==== Records for the task ====

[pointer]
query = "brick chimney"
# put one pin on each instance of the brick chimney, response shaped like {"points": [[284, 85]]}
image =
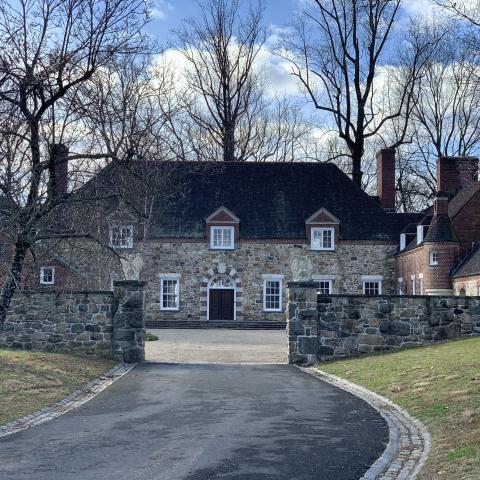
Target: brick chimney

====

Task details: Repeat every line of the entries above without any change, leaving out the pictures.

Solution to the problem:
[pointer]
query = "brick chimney"
# put one pin on each instance of the brick chimney, response shaped like {"points": [[284, 85]]}
image =
Target: brick chimney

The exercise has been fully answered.